What you have to do: Please return, word for word, the lines of the items below, starting with the line that contains "Task: put a single marker on each instance of the window" and going on through the line that contains "124), (321, 112)]", both included.

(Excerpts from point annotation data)
---

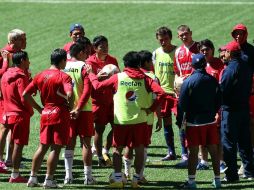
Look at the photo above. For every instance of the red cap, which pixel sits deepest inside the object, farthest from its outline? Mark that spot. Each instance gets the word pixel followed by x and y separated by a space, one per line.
pixel 232 46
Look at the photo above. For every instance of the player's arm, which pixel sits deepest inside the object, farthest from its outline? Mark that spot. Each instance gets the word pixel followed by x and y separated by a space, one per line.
pixel 27 94
pixel 153 87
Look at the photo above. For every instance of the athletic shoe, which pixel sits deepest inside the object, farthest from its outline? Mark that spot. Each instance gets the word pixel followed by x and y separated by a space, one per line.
pixel 142 180
pixel 169 157
pixel 201 166
pixel 228 180
pixel 50 184
pixel 223 167
pixel 188 185
pixel 116 185
pixel 18 179
pixel 241 170
pixel 68 181
pixel 32 182
pixel 89 181
pixel 216 184
pixel 107 159
pixel 247 177
pixel 102 162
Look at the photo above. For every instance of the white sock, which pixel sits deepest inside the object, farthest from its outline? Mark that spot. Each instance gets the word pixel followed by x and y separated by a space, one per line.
pixel 144 164
pixel 88 171
pixel 104 151
pixel 191 179
pixel 68 162
pixel 118 177
pixel 14 174
pixel 204 162
pixel 127 165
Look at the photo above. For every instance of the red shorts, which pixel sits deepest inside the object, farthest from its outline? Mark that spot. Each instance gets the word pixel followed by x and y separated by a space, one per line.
pixel 167 105
pixel 252 106
pixel 58 133
pixel 149 132
pixel 20 128
pixel 1 110
pixel 83 125
pixel 202 135
pixel 130 135
pixel 103 114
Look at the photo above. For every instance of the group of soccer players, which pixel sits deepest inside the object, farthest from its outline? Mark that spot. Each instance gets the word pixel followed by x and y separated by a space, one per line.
pixel 79 100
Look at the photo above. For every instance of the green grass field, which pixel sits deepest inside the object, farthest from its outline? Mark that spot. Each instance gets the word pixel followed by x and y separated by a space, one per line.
pixel 128 27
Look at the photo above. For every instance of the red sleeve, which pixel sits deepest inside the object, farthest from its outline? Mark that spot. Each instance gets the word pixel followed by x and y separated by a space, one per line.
pixel 67 84
pixel 153 86
pixel 175 66
pixel 108 83
pixel 86 91
pixel 31 88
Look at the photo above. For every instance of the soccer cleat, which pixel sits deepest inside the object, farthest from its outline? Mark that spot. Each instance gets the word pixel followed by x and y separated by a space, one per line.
pixel 241 170
pixel 169 157
pixel 182 164
pixel 50 184
pixel 201 166
pixel 107 159
pixel 89 180
pixel 102 162
pixel 32 182
pixel 116 185
pixel 142 180
pixel 188 185
pixel 223 168
pixel 68 181
pixel 216 184
pixel 18 179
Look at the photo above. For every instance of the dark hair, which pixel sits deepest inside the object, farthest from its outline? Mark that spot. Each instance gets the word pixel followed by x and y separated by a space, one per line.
pixel 57 56
pixel 132 59
pixel 183 27
pixel 163 31
pixel 84 40
pixel 208 43
pixel 99 40
pixel 18 57
pixel 145 56
pixel 76 48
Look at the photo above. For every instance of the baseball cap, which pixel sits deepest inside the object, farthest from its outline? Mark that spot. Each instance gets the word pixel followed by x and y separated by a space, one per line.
pixel 76 26
pixel 198 61
pixel 232 46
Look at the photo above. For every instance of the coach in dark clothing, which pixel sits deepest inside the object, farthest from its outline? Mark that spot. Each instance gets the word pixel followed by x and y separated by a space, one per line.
pixel 200 100
pixel 236 89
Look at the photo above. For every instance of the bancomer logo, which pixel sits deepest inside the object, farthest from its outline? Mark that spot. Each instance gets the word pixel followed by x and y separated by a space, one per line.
pixel 132 83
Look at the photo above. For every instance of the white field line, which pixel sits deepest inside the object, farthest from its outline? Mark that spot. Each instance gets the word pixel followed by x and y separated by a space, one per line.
pixel 131 2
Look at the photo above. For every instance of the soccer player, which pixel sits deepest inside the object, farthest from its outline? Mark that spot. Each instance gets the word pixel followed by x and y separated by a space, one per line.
pixel 17 111
pixel 235 85
pixel 163 58
pixel 102 100
pixel 182 68
pixel 77 31
pixel 200 105
pixel 82 122
pixel 214 67
pixel 146 67
pixel 131 87
pixel 16 43
pixel 240 35
pixel 55 89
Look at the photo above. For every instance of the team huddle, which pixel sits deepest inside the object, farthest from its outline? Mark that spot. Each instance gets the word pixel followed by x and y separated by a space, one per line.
pixel 84 90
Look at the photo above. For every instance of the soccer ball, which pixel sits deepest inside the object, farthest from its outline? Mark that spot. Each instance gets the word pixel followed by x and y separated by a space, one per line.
pixel 108 70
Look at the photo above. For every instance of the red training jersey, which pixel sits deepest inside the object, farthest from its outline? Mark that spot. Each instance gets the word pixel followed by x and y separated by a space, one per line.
pixel 50 82
pixel 183 59
pixel 104 96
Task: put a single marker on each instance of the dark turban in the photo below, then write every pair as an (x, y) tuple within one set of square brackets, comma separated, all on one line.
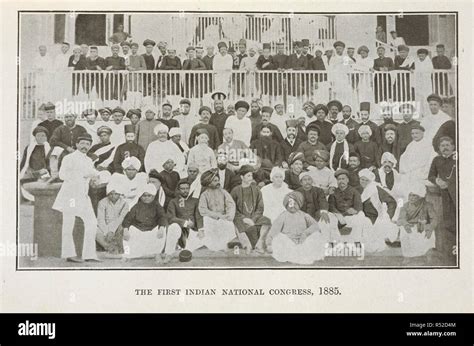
[(208, 176)]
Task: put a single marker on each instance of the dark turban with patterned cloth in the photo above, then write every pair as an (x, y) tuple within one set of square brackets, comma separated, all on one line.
[(208, 176), (295, 156), (294, 195)]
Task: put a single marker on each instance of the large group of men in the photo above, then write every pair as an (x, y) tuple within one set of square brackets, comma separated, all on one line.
[(158, 182)]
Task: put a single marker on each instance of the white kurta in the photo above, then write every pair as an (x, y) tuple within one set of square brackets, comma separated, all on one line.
[(364, 88), (242, 128), (223, 66), (322, 178), (73, 201), (159, 152), (273, 200), (132, 189), (415, 163)]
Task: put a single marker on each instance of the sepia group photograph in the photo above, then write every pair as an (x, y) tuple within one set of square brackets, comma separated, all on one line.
[(194, 140)]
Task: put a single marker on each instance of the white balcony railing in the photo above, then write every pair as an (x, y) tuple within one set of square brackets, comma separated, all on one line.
[(293, 88)]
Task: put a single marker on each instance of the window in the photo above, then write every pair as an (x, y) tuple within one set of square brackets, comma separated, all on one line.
[(59, 28), (414, 29), (91, 29)]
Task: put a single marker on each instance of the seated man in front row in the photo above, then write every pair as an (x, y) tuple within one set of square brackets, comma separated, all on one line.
[(346, 204), (295, 236), (183, 213), (144, 229), (218, 210)]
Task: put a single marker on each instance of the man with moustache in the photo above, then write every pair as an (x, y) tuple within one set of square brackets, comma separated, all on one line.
[(350, 123), (291, 142), (227, 178), (404, 128), (443, 174), (389, 141), (76, 171), (267, 148), (219, 117), (205, 114)]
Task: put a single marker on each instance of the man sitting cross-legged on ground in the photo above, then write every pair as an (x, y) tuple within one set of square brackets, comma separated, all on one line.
[(249, 217), (145, 229), (183, 213), (295, 236), (110, 214), (218, 210), (346, 204)]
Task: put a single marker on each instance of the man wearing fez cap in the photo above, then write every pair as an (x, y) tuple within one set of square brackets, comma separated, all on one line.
[(266, 121), (205, 116), (334, 108), (51, 123), (219, 117), (65, 136), (291, 142), (146, 127), (101, 153), (218, 210), (436, 119), (128, 149), (249, 220), (183, 213), (76, 171), (365, 120), (311, 144), (240, 124), (321, 112)]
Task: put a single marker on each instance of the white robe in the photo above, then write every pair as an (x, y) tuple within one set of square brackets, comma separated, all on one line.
[(273, 200), (223, 66), (159, 152), (132, 189), (415, 163), (242, 128)]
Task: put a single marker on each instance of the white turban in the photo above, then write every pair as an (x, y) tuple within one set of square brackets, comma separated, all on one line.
[(150, 188), (114, 186), (160, 128), (366, 173), (387, 156), (104, 177), (149, 108), (275, 171), (417, 188), (174, 131), (364, 128), (304, 174), (131, 161), (339, 127)]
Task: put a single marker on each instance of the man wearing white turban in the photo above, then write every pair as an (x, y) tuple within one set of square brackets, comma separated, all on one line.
[(274, 193), (145, 230), (417, 222), (340, 149), (145, 129), (110, 213), (379, 207), (161, 150), (131, 182), (388, 176), (295, 236)]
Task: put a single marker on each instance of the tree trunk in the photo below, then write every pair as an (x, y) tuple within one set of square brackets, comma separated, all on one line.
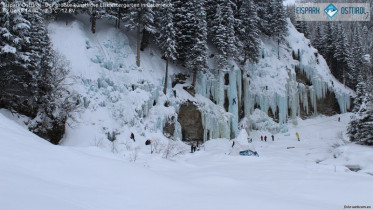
[(93, 20), (194, 79), (166, 78), (145, 39), (241, 111), (119, 19), (138, 46), (278, 49)]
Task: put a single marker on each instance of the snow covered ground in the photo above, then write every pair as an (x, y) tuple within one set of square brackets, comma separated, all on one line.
[(313, 175)]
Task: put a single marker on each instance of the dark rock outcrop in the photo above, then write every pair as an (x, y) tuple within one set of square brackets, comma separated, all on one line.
[(190, 119), (169, 127)]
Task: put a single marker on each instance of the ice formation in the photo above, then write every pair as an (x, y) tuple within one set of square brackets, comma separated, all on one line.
[(112, 84), (272, 85)]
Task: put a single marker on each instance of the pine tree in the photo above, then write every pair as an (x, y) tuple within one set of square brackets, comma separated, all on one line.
[(361, 125), (184, 22), (328, 43), (223, 33), (263, 16), (198, 53), (277, 24), (141, 18), (342, 66), (357, 55), (317, 40), (249, 33), (167, 38), (16, 76), (302, 27)]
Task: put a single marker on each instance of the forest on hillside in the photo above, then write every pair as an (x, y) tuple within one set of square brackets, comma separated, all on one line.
[(34, 78)]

---

Exercise response:
Task: put a single marker on each instance of the window in the photo above, then write every pair as an (x, y) tuple within one set of square brackets, comma separated, all on one line.
[(59, 28), (414, 29), (91, 29)]
Task: put a single marker on each instance of the seated man in front row in the photo above, then write every pair as an (x, y) tuple within one set of square brackets, comma separated, all on one line.
[(346, 204), (295, 236), (183, 213), (144, 229), (218, 210)]
Task: put a single marker on each instance of the man with moustache in the photo above, then write every pair as an (x, y) tuple within one set of square brackets, comma separated, all on one line.
[(350, 123), (291, 142), (227, 178), (404, 128), (443, 174), (389, 141), (76, 171), (267, 148), (219, 117), (205, 114)]
Task: put a single marker on each instance of the man sitting cross-legged on ground in the photo above, then write every pair as an (x, y) tuple within one set of square brackets, comma separated, all on one line.
[(249, 217), (145, 229), (183, 213), (295, 236), (110, 214), (218, 210), (346, 204)]
Task: put a single marker on each instance of the man wearing fez cap in the photo above, then write every pair as an (x, y) tuple within one set of square brackets, comma separated, all on one line.
[(266, 121), (205, 116), (334, 108), (51, 123), (219, 117), (65, 136), (291, 142), (146, 127), (101, 153), (218, 210), (436, 119), (128, 149), (249, 220), (183, 213), (76, 171), (365, 120), (311, 144), (240, 124), (321, 112)]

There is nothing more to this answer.